- [Task description]
Go through the material and set down every line without alteration.

- [Provided data]
________________________

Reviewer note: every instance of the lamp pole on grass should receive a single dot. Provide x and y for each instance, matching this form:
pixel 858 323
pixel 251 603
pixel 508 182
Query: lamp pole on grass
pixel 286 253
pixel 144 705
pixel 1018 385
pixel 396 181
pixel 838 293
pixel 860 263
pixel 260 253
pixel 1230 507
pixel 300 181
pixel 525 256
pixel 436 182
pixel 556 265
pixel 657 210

________________________

- [Task output]
Reviewer note: every instance of the lamp pole on grass should receive a single dot. Provide x and y for each instance, matching this form:
pixel 858 323
pixel 251 603
pixel 508 182
Query: lamp pole on grass
pixel 286 253
pixel 144 705
pixel 1018 385
pixel 396 181
pixel 838 293
pixel 860 263
pixel 260 253
pixel 1230 507
pixel 300 181
pixel 525 256
pixel 436 182
pixel 556 265
pixel 657 210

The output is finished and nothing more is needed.